# RECORDS FOR THIS TASK
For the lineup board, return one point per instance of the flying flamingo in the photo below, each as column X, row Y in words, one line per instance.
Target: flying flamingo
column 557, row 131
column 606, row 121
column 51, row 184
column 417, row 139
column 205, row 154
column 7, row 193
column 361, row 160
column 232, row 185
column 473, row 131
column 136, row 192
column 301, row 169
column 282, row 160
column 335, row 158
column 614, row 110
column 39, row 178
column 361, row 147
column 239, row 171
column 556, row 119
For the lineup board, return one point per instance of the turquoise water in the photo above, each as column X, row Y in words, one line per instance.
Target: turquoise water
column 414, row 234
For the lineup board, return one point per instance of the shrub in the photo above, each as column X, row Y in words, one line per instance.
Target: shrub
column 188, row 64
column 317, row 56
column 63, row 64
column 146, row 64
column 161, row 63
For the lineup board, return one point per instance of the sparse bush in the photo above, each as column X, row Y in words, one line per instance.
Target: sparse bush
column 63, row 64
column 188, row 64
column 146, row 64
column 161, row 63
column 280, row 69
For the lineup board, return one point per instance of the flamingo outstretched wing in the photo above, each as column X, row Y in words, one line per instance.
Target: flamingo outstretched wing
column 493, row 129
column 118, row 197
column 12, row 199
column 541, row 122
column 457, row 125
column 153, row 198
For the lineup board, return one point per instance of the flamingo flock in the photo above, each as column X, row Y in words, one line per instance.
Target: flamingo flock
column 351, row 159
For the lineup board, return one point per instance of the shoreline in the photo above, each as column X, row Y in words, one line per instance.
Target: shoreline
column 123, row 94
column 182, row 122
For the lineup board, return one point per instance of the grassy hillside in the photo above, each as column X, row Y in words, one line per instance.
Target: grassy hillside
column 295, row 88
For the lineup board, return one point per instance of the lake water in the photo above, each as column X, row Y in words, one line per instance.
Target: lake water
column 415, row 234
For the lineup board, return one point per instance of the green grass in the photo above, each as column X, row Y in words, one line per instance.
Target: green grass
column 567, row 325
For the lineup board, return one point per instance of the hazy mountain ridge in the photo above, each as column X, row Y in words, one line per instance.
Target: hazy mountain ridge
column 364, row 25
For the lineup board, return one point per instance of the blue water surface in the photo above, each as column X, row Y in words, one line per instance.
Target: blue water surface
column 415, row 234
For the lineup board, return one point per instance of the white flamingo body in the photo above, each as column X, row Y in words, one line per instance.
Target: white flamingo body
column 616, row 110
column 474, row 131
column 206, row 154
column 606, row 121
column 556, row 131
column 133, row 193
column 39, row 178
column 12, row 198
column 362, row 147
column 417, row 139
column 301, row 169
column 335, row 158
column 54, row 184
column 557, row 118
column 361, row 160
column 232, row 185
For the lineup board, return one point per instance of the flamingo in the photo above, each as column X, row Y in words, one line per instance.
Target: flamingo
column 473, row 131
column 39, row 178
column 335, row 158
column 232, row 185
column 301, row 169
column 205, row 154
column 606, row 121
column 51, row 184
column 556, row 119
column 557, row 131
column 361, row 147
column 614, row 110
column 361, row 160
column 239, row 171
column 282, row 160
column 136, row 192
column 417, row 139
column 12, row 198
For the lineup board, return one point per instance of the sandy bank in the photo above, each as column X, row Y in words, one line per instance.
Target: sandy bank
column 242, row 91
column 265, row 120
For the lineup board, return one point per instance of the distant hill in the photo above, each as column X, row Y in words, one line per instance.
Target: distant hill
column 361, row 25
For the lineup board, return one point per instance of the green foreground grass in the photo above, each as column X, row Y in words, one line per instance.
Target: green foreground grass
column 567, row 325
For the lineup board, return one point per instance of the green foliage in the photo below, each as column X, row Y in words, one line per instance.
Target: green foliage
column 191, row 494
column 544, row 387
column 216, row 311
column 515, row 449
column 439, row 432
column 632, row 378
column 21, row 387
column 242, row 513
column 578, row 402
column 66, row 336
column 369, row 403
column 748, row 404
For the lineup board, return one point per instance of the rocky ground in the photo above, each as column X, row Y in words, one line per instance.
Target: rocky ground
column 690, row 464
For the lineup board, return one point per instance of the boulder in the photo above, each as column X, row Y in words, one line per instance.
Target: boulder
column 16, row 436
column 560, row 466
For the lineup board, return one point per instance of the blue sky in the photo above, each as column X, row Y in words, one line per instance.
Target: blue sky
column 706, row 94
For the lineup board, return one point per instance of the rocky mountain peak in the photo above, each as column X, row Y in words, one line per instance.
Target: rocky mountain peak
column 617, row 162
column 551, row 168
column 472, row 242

==

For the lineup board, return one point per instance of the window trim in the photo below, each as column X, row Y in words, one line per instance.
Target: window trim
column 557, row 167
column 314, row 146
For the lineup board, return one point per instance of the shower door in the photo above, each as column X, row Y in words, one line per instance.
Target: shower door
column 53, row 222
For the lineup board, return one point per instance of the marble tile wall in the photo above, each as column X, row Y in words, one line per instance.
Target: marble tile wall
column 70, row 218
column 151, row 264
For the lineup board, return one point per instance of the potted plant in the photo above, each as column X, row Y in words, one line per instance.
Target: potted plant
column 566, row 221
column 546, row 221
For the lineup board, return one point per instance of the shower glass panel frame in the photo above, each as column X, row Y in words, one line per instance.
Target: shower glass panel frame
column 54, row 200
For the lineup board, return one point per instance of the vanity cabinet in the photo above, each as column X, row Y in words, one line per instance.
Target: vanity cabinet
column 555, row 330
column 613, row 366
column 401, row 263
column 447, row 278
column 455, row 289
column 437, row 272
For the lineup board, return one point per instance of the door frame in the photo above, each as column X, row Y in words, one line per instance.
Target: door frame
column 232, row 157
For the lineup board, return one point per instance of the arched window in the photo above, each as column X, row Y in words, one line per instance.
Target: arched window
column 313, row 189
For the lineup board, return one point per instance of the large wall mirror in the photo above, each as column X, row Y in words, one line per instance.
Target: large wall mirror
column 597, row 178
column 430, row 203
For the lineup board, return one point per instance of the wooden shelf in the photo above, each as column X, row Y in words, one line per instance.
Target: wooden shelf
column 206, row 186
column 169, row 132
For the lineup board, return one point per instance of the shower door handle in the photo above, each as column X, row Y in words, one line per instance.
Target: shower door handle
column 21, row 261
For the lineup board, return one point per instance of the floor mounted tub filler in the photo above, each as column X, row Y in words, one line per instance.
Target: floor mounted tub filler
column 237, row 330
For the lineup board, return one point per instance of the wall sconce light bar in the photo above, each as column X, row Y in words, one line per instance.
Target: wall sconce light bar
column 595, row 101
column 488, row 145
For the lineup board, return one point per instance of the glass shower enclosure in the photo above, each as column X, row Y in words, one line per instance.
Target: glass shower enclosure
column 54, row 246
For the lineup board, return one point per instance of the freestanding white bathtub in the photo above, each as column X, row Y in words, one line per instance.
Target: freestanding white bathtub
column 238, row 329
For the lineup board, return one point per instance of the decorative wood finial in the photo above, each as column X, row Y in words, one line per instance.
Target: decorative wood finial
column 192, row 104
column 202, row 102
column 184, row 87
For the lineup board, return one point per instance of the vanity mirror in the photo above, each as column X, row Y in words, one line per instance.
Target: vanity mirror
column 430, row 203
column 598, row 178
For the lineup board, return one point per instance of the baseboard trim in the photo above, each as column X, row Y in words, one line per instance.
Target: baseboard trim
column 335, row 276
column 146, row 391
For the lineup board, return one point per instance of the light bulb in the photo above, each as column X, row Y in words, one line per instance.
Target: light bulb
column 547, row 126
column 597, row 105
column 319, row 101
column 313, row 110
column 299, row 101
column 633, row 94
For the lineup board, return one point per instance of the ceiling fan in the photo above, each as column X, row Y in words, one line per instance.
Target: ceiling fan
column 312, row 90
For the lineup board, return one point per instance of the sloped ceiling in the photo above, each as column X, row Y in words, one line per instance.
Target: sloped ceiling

---

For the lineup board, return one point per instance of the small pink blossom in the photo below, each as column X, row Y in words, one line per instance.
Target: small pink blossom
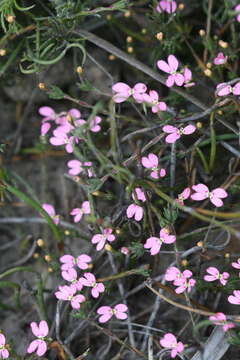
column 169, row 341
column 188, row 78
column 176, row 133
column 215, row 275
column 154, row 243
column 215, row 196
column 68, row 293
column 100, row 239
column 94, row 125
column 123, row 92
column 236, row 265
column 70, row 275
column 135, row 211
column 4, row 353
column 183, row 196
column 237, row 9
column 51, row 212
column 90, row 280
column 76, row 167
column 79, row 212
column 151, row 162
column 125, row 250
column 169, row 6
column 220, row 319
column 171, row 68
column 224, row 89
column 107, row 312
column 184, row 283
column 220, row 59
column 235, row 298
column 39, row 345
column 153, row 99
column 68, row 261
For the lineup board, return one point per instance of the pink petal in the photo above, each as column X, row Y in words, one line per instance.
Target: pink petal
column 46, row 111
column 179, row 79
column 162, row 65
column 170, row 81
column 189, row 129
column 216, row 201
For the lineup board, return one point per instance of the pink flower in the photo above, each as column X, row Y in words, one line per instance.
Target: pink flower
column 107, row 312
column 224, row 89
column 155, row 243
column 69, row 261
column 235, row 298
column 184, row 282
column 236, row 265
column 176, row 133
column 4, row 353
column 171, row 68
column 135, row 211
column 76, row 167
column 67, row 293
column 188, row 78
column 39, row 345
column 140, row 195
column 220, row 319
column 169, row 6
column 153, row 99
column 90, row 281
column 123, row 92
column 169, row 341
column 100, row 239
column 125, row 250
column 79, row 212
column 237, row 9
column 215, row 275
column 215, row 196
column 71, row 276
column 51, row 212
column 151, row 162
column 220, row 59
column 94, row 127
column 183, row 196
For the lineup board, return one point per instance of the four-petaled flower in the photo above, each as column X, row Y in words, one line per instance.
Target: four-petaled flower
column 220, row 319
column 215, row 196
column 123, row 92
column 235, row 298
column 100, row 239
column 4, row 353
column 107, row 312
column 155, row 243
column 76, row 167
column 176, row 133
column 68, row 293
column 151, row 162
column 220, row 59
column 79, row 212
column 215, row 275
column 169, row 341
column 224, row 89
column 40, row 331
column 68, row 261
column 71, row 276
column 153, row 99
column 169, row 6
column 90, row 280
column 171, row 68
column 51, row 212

# YOUR OBJECTIVE
Return, unchanged and in order, every line of the items above from the line containing "the pink petal" up to and including the line containing "column 216, row 201".

# WRITTEN RESPONSE
For the lineup board, return one point per instance of the pink petal in the photo above, each as column X, row Y in words, one line per instance.
Target: pink petal
column 46, row 111
column 179, row 79
column 162, row 65
column 170, row 81
column 189, row 129
column 216, row 201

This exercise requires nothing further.